Alıntı metin.
- - -

0

 

Masum yavruların şen şakrak halleriyle bir renk cümbüşü haline gelirdi camiiler. Her daim 100-200 çocuğun uğrak yeriydi mahalle camileri. Buralar çocukların büyük bir zevk alarak geldiği eğitim yuvalarıydı. Ne zaman gideceğiz diye bir tatlı bir bekleşme halinde olurduk. Sabahçı olanlarımız okuldan gelip bazen yemeği yedikten sonra; bazen yemeden koştura koştura camilerin yolunu arşınlardık. Öğlenci olanlarımız da sabahları gelirlerdi camilere. Hafta sonları bütün öğrenciler ve okul çağında olmayan çocuklardan iğne atacak yer kalmazdı adeta. Ve bu tablo bir iki gün, bir dönem değil; yılın on iki ayı bu şekilde devam ederdi. Arkadaşlarımızla yarışırdık, tatlı bir rekabete girerdik. Arkadaşımız bir ders öne geçince kıskanırdık arkadaşımızı. Bir gün camiye gitmediğimizde arkadaşımdan geri kalır endişesiyle hasta olduğumuzda bile camiyi aksatmazdık.

- - -

Verilen kayıtlar.
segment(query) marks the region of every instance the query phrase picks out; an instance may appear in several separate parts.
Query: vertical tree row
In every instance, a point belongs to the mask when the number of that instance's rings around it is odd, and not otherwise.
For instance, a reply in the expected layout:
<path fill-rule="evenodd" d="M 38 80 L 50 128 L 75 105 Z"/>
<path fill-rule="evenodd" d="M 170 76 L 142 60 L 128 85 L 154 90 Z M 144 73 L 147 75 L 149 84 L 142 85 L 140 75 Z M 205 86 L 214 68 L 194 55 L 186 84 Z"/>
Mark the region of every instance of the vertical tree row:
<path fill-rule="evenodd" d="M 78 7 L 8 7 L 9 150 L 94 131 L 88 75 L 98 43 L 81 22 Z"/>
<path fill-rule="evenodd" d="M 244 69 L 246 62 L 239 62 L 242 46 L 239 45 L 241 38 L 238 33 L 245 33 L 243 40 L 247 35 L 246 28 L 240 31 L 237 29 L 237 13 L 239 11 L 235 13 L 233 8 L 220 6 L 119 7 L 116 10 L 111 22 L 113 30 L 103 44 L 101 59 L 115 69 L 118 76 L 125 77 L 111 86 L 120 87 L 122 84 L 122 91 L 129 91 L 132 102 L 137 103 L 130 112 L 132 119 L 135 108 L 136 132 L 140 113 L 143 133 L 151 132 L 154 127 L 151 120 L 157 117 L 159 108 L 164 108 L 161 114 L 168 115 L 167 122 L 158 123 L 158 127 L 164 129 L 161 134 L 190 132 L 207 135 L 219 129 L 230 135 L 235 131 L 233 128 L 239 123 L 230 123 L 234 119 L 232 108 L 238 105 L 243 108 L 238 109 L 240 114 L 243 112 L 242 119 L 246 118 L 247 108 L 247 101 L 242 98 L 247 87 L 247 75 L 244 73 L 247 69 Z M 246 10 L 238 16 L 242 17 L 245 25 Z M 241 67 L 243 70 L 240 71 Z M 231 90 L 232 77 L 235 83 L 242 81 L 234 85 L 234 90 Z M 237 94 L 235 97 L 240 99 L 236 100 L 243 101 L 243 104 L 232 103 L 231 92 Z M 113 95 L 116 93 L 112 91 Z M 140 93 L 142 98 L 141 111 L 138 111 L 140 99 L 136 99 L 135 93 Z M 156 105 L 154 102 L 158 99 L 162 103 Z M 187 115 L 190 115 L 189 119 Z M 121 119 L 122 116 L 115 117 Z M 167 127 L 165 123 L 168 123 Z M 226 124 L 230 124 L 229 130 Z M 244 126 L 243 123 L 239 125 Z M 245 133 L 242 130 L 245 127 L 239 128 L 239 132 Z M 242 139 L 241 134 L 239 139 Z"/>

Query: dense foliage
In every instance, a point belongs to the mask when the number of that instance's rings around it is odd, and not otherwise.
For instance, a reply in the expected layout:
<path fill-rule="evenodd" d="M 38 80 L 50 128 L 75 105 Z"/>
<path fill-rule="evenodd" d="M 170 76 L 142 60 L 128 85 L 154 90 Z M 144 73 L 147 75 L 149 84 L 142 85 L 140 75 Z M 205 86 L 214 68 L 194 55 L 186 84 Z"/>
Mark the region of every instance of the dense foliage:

- - -

Yönerge 1. Alıntı metinde "Masum yavruların şen" sözlerinden "bile camiyi aksatmazdık." sözlerine kadar uzanan bölümü olduğu gibi alıntılayın.
Yönerge 2. Alıntı metne göre mahalle camileri her daim kaç çocuğun uğrak yeriydi?

Çözümlü cevap 1.
Masum yavruların şen şakrak halleriyle bir renk cümbüşü haline gelirdi camiiler. Her daim 100-200 çocuğun uğrak yeriydi mahalle camileri. Buralar çocukların büyük bir zevk alarak geldiği eğitim yuvalarıydı. Ne zaman gideceğiz diye bir tatlı bir bekleşme halinde olurduk. Sabahçı olanlarımız okuldan gelip bazen yemeği yedikten sonra; bazen yemeden koştura koştura camilerin yolunu arşınlardık. Öğlenci olanlarımız da sabahları gelirlerdi camilere. Hafta sonları bütün öğrenciler ve okul çağında olmayan çocuklardan iğne atacak yer kalmazdı adeta. Ve bu tablo bir iki gün, bir dönem değil; yılın on iki ayı bu şekilde devam ederdi. Arkadaşlarımızla yarışırdık, tatlı bir rekabete girerdik. Arkadaşımız bir ders öne geçince kıskanırdık arkadaşımızı. Bir gün camiye gitmediğimizde arkadaşımdan geri kalır endişesiyle hasta olduğumuzda bile camiyi aksatmazdık.

Çözümlü cevap 2. 100-200 çocuğun.